— Begin EXCERPTED RECORDS —
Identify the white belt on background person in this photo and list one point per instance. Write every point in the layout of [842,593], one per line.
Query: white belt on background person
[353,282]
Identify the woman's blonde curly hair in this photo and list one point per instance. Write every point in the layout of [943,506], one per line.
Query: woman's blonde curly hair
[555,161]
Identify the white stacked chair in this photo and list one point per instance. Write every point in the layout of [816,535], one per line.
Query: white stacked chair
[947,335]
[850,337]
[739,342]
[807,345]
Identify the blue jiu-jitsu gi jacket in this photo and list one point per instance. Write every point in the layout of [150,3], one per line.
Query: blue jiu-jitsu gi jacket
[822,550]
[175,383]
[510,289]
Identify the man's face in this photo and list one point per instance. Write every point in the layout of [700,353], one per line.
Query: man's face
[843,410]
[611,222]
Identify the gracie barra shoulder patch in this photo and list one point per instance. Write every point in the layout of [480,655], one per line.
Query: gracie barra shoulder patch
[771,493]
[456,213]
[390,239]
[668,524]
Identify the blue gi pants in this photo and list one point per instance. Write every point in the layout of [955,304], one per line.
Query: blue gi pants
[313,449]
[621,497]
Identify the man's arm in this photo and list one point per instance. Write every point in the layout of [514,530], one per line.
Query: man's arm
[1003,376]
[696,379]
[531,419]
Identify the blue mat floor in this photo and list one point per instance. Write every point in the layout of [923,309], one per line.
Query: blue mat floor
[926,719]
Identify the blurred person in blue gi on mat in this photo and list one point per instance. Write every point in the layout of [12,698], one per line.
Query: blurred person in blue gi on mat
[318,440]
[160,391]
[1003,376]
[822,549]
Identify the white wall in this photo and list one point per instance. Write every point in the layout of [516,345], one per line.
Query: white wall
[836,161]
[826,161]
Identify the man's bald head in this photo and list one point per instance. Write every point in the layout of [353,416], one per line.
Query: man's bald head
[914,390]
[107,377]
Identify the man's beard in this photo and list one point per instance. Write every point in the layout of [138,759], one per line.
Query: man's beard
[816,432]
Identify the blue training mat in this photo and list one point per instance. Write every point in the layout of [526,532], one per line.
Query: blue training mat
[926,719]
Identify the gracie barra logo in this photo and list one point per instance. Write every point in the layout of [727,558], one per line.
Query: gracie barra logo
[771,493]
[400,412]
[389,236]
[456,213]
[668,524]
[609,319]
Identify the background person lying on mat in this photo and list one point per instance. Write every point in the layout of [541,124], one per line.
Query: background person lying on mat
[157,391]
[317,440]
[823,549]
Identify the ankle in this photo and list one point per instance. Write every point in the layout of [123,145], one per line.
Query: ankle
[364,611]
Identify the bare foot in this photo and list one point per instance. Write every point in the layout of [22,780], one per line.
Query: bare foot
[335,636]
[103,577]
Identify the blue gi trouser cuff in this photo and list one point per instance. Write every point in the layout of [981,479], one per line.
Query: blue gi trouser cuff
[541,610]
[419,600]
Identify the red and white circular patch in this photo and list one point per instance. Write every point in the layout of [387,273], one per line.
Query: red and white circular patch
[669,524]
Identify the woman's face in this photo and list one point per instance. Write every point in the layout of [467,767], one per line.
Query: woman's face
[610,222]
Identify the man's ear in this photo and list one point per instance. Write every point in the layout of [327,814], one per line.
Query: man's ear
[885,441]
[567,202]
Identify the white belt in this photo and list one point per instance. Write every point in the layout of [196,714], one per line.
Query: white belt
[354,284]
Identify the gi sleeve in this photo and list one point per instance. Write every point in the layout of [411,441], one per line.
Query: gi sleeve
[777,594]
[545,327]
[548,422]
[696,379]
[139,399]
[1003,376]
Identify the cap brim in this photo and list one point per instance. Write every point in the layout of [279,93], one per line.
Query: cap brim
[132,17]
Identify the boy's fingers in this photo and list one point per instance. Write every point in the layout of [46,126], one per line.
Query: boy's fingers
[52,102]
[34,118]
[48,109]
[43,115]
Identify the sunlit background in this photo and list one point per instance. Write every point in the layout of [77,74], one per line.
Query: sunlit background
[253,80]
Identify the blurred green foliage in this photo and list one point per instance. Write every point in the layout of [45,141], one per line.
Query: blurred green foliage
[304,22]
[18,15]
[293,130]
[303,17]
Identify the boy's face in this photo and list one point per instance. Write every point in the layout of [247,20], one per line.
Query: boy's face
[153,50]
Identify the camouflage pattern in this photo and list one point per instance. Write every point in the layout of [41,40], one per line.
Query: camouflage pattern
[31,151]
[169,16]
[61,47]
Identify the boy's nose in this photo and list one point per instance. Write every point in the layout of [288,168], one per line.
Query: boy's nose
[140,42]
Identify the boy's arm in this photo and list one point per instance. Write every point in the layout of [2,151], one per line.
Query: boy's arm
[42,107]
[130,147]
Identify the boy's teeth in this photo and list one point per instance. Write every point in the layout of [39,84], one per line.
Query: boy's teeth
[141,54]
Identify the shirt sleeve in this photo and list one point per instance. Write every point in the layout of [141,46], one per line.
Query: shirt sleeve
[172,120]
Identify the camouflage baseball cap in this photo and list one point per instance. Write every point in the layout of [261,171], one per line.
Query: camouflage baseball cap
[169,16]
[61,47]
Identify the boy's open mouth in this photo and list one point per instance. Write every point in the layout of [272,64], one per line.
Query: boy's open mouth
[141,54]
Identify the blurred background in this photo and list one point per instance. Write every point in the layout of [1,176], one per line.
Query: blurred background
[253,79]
— End EXCERPTED RECORDS —
TASK DIRECTIONS: Retype every entry above, word for word.

ANSWER FOR THIS EXERCISE:
Identify the white belt on background person in this photo and list one point per instance. Write every point in the layout of [842,593], one per line.
Query: white belt on background person
[353,282]
Identify the woman's blonde curly hair in this photo and list one point per instance. Write every point in the layout of [943,506], one per line.
Query: woman's blonde curly hair
[555,161]
Identify the white stacked chair in this photo and list one point per instance. Write every point in the layout of [816,535], one per line.
Query: white stacked chair
[947,335]
[850,337]
[739,342]
[807,345]
Identify the blue jiu-jitsu gi jacket in this photo and list one point per instance. Write every point in the layout of [150,3], one per line.
Query: blue jiu-jitsu gi jacket
[822,550]
[175,383]
[510,289]
Identify the man's face in this photo and list one point per instance. Write every point in the layout of [700,353], one per line.
Query: man's face
[843,410]
[611,222]
Identify the gracie barra shoulder patch in this photo and list one point per instance. Write every point in the layout of [480,655], one per line.
Query: gracie barra shoulder patch
[771,493]
[456,213]
[390,239]
[668,524]
Identify the blue gi pants in this photo and list one point per instance. Write every point in the layout of [955,304], one per line.
Query: blue gi pants
[313,449]
[621,497]
Identify the man's arm in this photo and list one point per instance. Write every point in the layout of [514,530], one per line.
Query: man's arm
[1003,376]
[696,379]
[531,419]
Identify the blue mat floor in this photo and list one point per instance. Write every point in the layout of [923,309], one per line.
Query: blue mat floor
[926,719]
Identify the blurred person in blue gi on mat in this photo and list one point per instance. Write every point in the layout of [12,698], one per line.
Query: blurred person in blue gi on mat
[318,440]
[160,391]
[1003,376]
[822,549]
Identify the white wall in this photo and list one point per instance. Write every point in the layout of [516,345], one per line.
Query: white wall
[836,161]
[826,161]
Identify the man's bald head in this photo and list one point per instance. Write every point in the layout of [353,416], one per line.
Query: man's bald head
[914,390]
[107,377]
Identify the man's beard in this photo and list one point per instance. Write every point in the layout of [138,759], one per line.
Query: man's beard
[816,432]
Identify the blue training mat in this photo and list one point per instance. Write every point in the layout of [526,532], one per line.
Query: blue training mat
[926,719]
Identify the gracie barra logo in this photo and list one point per instance. Write every point in the layout of [727,558], one per line.
Query: gracie barra logo
[771,493]
[400,412]
[389,236]
[456,213]
[668,524]
[609,319]
Identify the background person lying on mat in this photo and list one point per instance. Write every point in the layout of [541,124], one per line.
Query: background person lying on mat
[157,391]
[317,440]
[823,549]
Identify the ankle in this photo and list one point per instance. Write every point in the layout of [123,145], one per line.
Query: ankle
[364,611]
Identify the bare foot in this photo and list one point per instance. Write every point in the layout of [22,780], one per line.
Query: bare foot
[335,636]
[103,577]
Identify the blue gi trouser cuff in this photo and list one point per instance. Write every point in the layout of [981,479], one per line.
Query: blue gi trouser cuff
[541,610]
[419,600]
Identify the red and white circular patch in this photo and list one point per instance. Write every point in the layout of [387,273], one per line.
Query: red and white circular patch
[669,524]
Identify the woman's face in this photo and list one point per instance. Write every point in the layout of [467,767], one per line.
Query: woman's face
[610,222]
Identify the man's ear in this photo and list one point per instance. Write every point in the layout of [327,814], one per line.
Query: man's ear
[885,441]
[567,202]
Identify the white belt in this photo and list one point per instance. Write every point in the layout of [196,714], one per line.
Query: white belt
[354,284]
Identify the gi sleeve in this photo and list one point per instance. Write every point in the layout of [411,441], one per line.
Query: gi sleeve
[777,594]
[545,327]
[548,422]
[696,379]
[139,399]
[1003,376]
Identify the cap brim in this photo and list one point per instance. Write every point in the layout of [279,93], one per line.
Query: cap brim
[132,17]
Identify the boy's fingers in this photo and list one point per instance. Write every point in the layout of [46,126], one per line.
Query: boy's fingers
[52,102]
[34,118]
[48,109]
[43,115]
Identify the sunlit background in this photo and list one point per instance. Write every point in the layout of [77,74], one per line.
Query: sunlit background
[253,80]
Identify the blurred green foliage in this photo and list one point per instance. Write every point in the layout of [45,141], one per line.
Query: blurred green foliage
[304,22]
[18,15]
[293,130]
[303,17]
Identify the boy's face in this photo and list one point per instance. Write every point in the layout of [247,20], one per line.
Query: boy's face
[153,50]
Identify the camouflage pattern in this photo and list one point per instance. Write every point in the layout of [41,40], one per line.
Query: camouflage pattern
[31,151]
[169,16]
[61,47]
Identify the boy's nose in this photo and list one point per instance. Write every point in the layout of [288,168], one per line.
Query: boy's nose
[140,42]
Identify the boy's arm in this photo and list one point per instance. Write every point in the layout of [2,151], one per line.
Query: boy's arm
[42,107]
[130,147]
Identify the boy's teeth in this photo and list one point per instance. Write every point in the layout of [39,84], one per line.
Query: boy's teeth
[141,54]
Identify the shirt sleeve in this photo and list one point per instance. Write every point in the layout of [141,46], one per line.
Query: shirt sleeve
[172,120]
Identify the camouflage baseball cap in this photo and list one point per instance. Write every point in the layout of [261,171], one per line.
Query: camouflage baseball cap
[169,16]
[61,47]
Identify the boy's open mouth in this photo and list one point per instance. Write every point in the layout of [272,64], one per line.
Query: boy's open mouth
[141,54]
Identify the blurred background in this photo and list one point per instance. Write every point in the layout of [1,176], one per line.
Query: blurred background
[253,79]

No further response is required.